* [Recorded data]:
■ ■ ■ ■ ■ ■ ■

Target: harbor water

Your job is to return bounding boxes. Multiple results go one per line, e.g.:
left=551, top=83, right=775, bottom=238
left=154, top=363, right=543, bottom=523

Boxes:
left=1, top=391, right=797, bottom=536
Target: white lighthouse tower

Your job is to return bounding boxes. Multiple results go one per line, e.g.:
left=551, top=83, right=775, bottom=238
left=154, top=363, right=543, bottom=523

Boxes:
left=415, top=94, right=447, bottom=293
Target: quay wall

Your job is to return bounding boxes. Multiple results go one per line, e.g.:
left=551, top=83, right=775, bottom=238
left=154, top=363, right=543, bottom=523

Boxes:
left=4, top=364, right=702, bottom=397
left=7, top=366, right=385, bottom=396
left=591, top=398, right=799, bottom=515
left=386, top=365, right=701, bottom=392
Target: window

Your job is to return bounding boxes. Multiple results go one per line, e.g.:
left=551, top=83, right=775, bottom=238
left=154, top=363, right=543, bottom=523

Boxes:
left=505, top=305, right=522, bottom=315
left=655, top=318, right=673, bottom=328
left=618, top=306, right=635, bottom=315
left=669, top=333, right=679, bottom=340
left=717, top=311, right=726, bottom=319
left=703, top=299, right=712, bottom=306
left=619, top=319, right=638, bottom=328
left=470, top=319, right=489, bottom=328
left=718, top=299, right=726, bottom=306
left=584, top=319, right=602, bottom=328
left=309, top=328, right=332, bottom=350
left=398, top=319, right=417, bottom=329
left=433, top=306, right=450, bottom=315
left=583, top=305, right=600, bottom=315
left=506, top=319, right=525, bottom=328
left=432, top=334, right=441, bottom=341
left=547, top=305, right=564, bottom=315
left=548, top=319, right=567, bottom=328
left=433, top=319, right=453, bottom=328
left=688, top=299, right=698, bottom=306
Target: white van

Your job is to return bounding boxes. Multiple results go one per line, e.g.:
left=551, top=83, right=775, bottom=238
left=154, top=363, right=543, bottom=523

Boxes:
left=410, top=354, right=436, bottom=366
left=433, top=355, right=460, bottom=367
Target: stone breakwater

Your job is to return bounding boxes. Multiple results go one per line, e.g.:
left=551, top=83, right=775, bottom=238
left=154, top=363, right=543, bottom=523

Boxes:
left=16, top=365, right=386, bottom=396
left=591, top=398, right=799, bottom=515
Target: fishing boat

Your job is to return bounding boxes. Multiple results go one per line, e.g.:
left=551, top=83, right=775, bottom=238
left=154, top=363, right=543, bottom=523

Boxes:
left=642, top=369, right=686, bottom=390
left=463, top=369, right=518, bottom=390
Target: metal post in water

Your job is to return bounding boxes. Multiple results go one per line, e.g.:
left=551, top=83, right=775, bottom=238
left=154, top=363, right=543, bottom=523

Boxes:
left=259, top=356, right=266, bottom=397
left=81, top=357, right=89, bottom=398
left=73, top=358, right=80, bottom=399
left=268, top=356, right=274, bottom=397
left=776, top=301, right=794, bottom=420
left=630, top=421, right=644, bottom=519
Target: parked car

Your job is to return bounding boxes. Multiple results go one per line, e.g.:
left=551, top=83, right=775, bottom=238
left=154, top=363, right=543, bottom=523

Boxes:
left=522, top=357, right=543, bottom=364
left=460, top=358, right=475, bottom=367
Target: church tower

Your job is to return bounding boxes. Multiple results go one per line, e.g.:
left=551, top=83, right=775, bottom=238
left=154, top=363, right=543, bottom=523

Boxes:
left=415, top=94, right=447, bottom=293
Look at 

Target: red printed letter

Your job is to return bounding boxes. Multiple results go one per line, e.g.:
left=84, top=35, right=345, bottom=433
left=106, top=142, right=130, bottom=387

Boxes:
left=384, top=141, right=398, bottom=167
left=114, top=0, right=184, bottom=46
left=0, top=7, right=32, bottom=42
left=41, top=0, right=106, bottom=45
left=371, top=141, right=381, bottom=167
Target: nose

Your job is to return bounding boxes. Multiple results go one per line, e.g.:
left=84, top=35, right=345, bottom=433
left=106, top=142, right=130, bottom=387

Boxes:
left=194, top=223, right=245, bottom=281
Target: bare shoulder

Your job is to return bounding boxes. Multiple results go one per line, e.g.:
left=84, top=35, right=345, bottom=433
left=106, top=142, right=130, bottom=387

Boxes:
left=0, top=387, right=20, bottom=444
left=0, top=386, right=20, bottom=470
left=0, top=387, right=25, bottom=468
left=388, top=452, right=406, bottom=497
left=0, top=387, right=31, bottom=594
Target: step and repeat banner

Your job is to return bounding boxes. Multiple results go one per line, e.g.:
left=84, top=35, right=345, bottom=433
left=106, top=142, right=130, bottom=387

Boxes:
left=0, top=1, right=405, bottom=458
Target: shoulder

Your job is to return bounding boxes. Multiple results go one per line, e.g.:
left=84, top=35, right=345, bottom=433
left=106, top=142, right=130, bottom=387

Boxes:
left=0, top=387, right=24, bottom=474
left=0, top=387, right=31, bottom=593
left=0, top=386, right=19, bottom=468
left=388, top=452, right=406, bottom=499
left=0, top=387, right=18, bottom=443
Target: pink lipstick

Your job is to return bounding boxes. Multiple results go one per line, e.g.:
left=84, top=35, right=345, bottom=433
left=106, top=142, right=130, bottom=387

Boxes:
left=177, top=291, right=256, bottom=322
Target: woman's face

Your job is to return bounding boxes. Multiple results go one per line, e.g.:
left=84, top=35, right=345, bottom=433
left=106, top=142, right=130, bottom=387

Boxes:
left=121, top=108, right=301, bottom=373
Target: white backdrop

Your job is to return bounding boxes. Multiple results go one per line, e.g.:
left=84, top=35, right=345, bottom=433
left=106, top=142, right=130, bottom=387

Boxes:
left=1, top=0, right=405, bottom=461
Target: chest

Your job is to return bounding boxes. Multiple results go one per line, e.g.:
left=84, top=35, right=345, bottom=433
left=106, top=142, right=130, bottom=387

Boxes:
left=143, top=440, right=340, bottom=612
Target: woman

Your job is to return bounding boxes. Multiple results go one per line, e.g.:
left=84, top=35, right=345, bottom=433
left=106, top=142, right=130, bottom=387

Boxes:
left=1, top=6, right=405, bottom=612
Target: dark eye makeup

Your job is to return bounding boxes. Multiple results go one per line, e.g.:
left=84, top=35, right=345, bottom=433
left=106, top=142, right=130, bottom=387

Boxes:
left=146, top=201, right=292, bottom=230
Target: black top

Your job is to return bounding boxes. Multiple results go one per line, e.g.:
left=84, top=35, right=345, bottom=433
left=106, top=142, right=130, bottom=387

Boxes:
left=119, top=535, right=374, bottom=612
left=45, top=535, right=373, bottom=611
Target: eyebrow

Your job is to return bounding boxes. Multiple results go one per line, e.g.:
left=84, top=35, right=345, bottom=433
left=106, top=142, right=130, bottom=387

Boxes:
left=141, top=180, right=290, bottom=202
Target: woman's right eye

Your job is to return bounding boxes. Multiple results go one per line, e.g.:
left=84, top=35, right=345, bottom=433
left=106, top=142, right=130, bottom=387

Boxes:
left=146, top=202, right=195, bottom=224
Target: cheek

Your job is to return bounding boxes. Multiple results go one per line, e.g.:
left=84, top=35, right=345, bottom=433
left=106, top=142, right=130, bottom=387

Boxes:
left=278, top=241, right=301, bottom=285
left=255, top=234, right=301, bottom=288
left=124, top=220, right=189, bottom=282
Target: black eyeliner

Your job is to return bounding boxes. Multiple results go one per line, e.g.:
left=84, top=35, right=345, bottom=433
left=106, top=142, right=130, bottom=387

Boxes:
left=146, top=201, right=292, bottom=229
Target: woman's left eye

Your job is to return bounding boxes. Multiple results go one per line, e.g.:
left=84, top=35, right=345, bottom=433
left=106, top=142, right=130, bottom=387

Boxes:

■ ■ ■ ■ ■ ■ ■

The entries above are to be transcribed in full and without error.

Target: harbor water

Your job is to return bounding boxes. Multiple results go one per line, e.g.:
left=551, top=83, right=775, bottom=238
left=154, top=363, right=543, bottom=523

Boxes:
left=1, top=391, right=797, bottom=536
Target: white lighthouse tower

Your job is to return bounding boxes. Multiple results go one per line, e.g.:
left=551, top=83, right=775, bottom=238
left=154, top=363, right=543, bottom=523

Boxes:
left=415, top=94, right=447, bottom=293
Target: quay wall

Your job is to return bounding boxes. Multiple results go one per line, e.g.:
left=551, top=83, right=775, bottom=238
left=154, top=363, right=543, bottom=523

Boxes:
left=4, top=364, right=702, bottom=397
left=7, top=366, right=385, bottom=396
left=591, top=398, right=799, bottom=515
left=386, top=365, right=701, bottom=392
Target: window

Your job is to return bounding boxes. Multiple results go one per line, e.g.:
left=551, top=83, right=775, bottom=238
left=154, top=363, right=543, bottom=523

Boxes:
left=505, top=305, right=522, bottom=315
left=655, top=318, right=673, bottom=328
left=618, top=306, right=635, bottom=315
left=669, top=333, right=679, bottom=340
left=717, top=311, right=726, bottom=319
left=703, top=299, right=712, bottom=306
left=619, top=319, right=638, bottom=328
left=470, top=319, right=489, bottom=328
left=718, top=299, right=726, bottom=306
left=584, top=319, right=602, bottom=328
left=309, top=328, right=332, bottom=350
left=398, top=319, right=417, bottom=329
left=433, top=306, right=450, bottom=315
left=583, top=305, right=600, bottom=315
left=506, top=319, right=525, bottom=328
left=432, top=334, right=441, bottom=341
left=547, top=305, right=564, bottom=315
left=548, top=319, right=567, bottom=328
left=433, top=319, right=453, bottom=328
left=688, top=299, right=698, bottom=306
Target: white van

Your job is to return bounding boxes. Multiple results go one per line, e.g.:
left=551, top=83, right=775, bottom=238
left=154, top=363, right=543, bottom=523

Boxes:
left=410, top=354, right=436, bottom=366
left=433, top=355, right=460, bottom=367
Target: stone breakwater

Your job is to return bounding boxes. Multiple results go one per line, e.g.:
left=551, top=83, right=775, bottom=238
left=154, top=363, right=543, bottom=523

Boxes:
left=16, top=365, right=386, bottom=396
left=591, top=398, right=799, bottom=515
Target: fishing boat

Your job is to return bounding boxes. Multiple results go one per line, e.g.:
left=551, top=83, right=775, bottom=238
left=154, top=363, right=543, bottom=523

Boxes:
left=642, top=369, right=686, bottom=390
left=463, top=369, right=518, bottom=390
Target: metal post in water

Your job is to return bounding boxes. Multiple results go one per line, e.g.:
left=551, top=83, right=775, bottom=238
left=154, top=363, right=543, bottom=523

Boxes:
left=259, top=356, right=266, bottom=397
left=81, top=357, right=89, bottom=398
left=73, top=358, right=80, bottom=399
left=268, top=356, right=274, bottom=397
left=776, top=301, right=794, bottom=420
left=630, top=421, right=644, bottom=519
Target: parked car

Your job is to return bounding boxes. Multiple results go one per line, e.g.:
left=551, top=83, right=775, bottom=238
left=154, top=363, right=543, bottom=523

Boxes:
left=522, top=357, right=543, bottom=364
left=460, top=358, right=475, bottom=367
Target: church tower

Your job is to return bounding boxes. Multiple results go one per line, e.g.:
left=551, top=83, right=775, bottom=238
left=154, top=363, right=543, bottom=523

Boxes:
left=415, top=94, right=447, bottom=293
Look at 

Target: red printed letter

Your job is to return bounding boxes. Multiple results go one per line, e.g.:
left=84, top=35, right=345, bottom=433
left=106, top=142, right=130, bottom=387

Boxes:
left=384, top=141, right=398, bottom=167
left=114, top=0, right=184, bottom=46
left=0, top=7, right=32, bottom=42
left=41, top=0, right=106, bottom=45
left=371, top=141, right=381, bottom=167
Target: nose

Your job is to return bounding boxes. Multiple results go one per line, e.g.:
left=84, top=35, right=345, bottom=433
left=106, top=142, right=130, bottom=387

Boxes:
left=194, top=223, right=245, bottom=281
Target: bare shoulder

Your job is to return bounding boxes. Multiple results go one per line, e.g.:
left=84, top=35, right=345, bottom=433
left=106, top=142, right=130, bottom=387

Boxes:
left=0, top=387, right=20, bottom=444
left=0, top=386, right=20, bottom=470
left=0, top=387, right=25, bottom=468
left=388, top=452, right=406, bottom=497
left=0, top=387, right=31, bottom=594
Target: step and repeat banner

Your job is to return bounding boxes. Multiple results go one per line, e.g.:
left=84, top=35, right=345, bottom=433
left=106, top=142, right=130, bottom=387

Boxes:
left=0, top=1, right=405, bottom=458
Target: shoulder

Your job is to return bounding boxes. Multiple results go one per line, e.g.:
left=84, top=35, right=345, bottom=433
left=106, top=142, right=130, bottom=387

Boxes:
left=0, top=387, right=24, bottom=474
left=0, top=387, right=31, bottom=593
left=0, top=386, right=19, bottom=468
left=388, top=452, right=406, bottom=499
left=0, top=387, right=18, bottom=443
Target: pink lipstick

Your job is to return bounding boxes. Multiple results go one per line, e.g.:
left=84, top=35, right=345, bottom=433
left=106, top=142, right=130, bottom=387

Boxes:
left=177, top=291, right=256, bottom=322
Target: woman's face

Your job is to return bounding boxes. Multiple results go one per line, e.g.:
left=84, top=35, right=345, bottom=433
left=106, top=142, right=130, bottom=387

Boxes:
left=121, top=108, right=301, bottom=373
Target: white backdrop

Your job is to return bounding boxes. Multiple results go one per line, e.g.:
left=84, top=35, right=345, bottom=433
left=106, top=142, right=130, bottom=387

Boxes:
left=1, top=0, right=405, bottom=461
Target: chest

Your job is to return bounding boxes. Multiple results go one per line, e.g.:
left=84, top=35, right=345, bottom=433
left=106, top=142, right=130, bottom=387

Boxes:
left=143, top=440, right=340, bottom=612
Target: woman

Your job is to return bounding boxes. Multiple results go one per line, e.g.:
left=84, top=35, right=345, bottom=433
left=106, top=142, right=130, bottom=387

Boxes:
left=1, top=6, right=405, bottom=612
Target: dark eye makeup

Your job is to return bounding boxes. Multiple results go one per line, e.g.:
left=84, top=35, right=345, bottom=433
left=106, top=142, right=130, bottom=387

Boxes:
left=146, top=201, right=292, bottom=230
Target: black top

Your job is to return bounding boxes. Multiple results go one per line, e.g.:
left=84, top=35, right=345, bottom=433
left=106, top=142, right=130, bottom=387

Boxes:
left=119, top=535, right=374, bottom=612
left=45, top=535, right=373, bottom=611
Target: eyebrow

Your job is to return bounding boxes. Multiple results go one per line, e.g.:
left=84, top=35, right=345, bottom=433
left=106, top=142, right=130, bottom=387

Boxes:
left=141, top=180, right=290, bottom=202
Target: woman's right eye

Your job is to return bounding boxes. Multiple results go one per line, e.g.:
left=84, top=35, right=345, bottom=433
left=106, top=142, right=130, bottom=387

Boxes:
left=146, top=202, right=195, bottom=224
Target: cheek

Your job is to return bounding boxes. Multiple results go one per line, e.g.:
left=84, top=35, right=345, bottom=433
left=106, top=142, right=130, bottom=387

Boxes:
left=278, top=241, right=301, bottom=285
left=255, top=234, right=301, bottom=288
left=124, top=220, right=189, bottom=282
Target: black eyeliner

Your job is to return bounding boxes. Multiple results go one per line, e.g.:
left=84, top=35, right=345, bottom=433
left=106, top=142, right=130, bottom=387

Boxes:
left=146, top=201, right=292, bottom=229
Target: woman's left eye

Your job is to return bounding boxes. Multiple results go one per line, e.g.:
left=84, top=35, right=345, bottom=433
left=106, top=142, right=130, bottom=387

Boxes:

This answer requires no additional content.